(Task description)
Please output the records below in full, exactly as given, but without the images.

(Records for this task)
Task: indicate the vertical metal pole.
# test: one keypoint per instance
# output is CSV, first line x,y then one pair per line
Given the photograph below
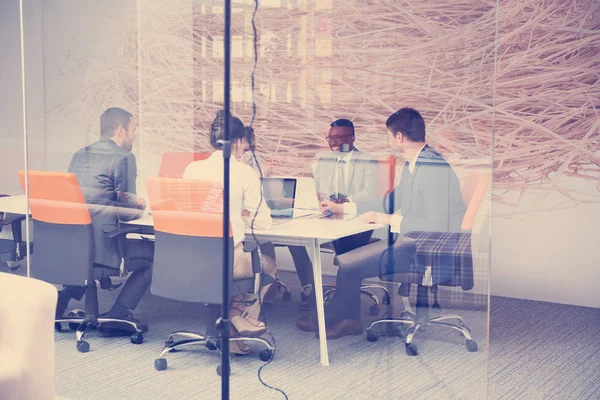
x,y
226,155
25,147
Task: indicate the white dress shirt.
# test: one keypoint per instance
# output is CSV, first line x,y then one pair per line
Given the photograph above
x,y
350,207
396,219
245,191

(Written reply)
Task: indicate the vertical metal pole.
# test: one keypoint per instance
# output is CSV, first line x,y then one pair per line
Given the photograph below
x,y
226,155
25,147
Task: indicate the white dress shirt.
# test: one keypoint per instance
# output is CSV, first line x,y then one pair per line
Given the photograph above
x,y
350,207
396,219
245,191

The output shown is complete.